[Dataset entries]
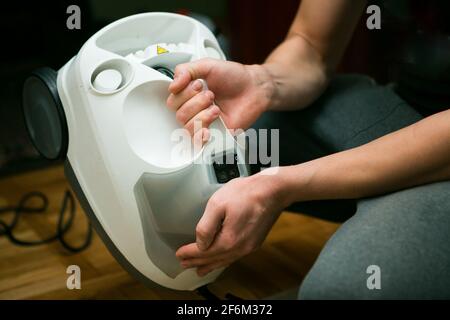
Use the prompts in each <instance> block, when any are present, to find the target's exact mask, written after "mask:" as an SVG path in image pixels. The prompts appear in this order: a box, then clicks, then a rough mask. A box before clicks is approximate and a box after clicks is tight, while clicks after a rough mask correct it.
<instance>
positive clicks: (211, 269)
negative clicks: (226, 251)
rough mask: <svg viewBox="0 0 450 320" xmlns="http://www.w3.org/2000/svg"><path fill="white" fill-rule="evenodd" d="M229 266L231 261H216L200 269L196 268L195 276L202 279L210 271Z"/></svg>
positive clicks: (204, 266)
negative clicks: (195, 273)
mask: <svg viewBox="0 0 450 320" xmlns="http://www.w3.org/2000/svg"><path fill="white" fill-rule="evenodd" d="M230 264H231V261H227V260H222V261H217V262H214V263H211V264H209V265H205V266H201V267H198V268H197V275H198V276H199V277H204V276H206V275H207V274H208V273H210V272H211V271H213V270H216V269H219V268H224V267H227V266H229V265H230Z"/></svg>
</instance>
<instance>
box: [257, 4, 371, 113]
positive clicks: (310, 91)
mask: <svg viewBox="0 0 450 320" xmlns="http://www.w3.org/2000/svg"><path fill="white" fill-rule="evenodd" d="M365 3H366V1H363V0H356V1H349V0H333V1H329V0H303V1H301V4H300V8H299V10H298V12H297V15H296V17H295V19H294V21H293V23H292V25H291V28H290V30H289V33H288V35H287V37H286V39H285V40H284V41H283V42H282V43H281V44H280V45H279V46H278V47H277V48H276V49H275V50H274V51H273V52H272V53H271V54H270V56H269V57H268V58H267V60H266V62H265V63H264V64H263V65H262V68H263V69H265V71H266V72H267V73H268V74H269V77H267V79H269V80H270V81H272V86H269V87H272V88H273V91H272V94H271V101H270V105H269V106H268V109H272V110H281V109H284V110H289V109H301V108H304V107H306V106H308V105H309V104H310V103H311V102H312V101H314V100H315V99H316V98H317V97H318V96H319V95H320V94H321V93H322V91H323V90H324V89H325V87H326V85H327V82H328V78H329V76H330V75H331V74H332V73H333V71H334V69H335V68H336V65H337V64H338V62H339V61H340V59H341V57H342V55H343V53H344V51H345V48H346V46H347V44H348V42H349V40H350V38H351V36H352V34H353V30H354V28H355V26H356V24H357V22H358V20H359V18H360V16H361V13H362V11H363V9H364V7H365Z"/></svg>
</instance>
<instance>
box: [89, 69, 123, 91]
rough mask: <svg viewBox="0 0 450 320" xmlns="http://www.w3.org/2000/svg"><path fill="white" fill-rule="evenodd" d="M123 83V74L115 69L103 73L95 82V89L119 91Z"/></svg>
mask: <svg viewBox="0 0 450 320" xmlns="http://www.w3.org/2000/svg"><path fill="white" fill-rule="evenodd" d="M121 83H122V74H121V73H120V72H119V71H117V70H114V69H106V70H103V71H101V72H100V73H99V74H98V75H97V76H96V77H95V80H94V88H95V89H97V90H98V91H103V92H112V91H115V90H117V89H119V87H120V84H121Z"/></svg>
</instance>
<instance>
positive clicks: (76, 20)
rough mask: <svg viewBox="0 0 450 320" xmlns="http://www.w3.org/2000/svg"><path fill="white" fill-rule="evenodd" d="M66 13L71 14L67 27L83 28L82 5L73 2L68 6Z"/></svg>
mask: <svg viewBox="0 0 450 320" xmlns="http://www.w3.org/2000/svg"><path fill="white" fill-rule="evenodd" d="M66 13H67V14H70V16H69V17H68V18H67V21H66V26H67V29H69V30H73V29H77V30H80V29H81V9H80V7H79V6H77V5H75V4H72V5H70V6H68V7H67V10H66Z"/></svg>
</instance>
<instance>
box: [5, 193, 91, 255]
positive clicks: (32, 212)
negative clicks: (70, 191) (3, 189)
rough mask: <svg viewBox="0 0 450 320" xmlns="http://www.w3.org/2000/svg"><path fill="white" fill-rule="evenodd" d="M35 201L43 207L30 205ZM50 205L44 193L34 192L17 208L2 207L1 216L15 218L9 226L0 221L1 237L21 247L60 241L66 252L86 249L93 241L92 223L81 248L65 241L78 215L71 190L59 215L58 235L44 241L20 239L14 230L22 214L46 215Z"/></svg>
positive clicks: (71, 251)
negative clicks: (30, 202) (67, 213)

** Assignment **
Word for word, restate the lines above from the first through the one that contains "negative clicks: (226, 251)", and exclude all pictures.

** Exercise result **
Use the prompts in each <instance> block, when any are present, to find the target's exact mask, written after "mask:" as an SVG path in image pixels. The prompts appear in this order: a box, then clicks, then a rough mask. A box before clicks is approximate and a box after clicks is tight, while clicks after a rough mask correct it.
<instance>
positive clicks: (211, 269)
negative clicks: (226, 251)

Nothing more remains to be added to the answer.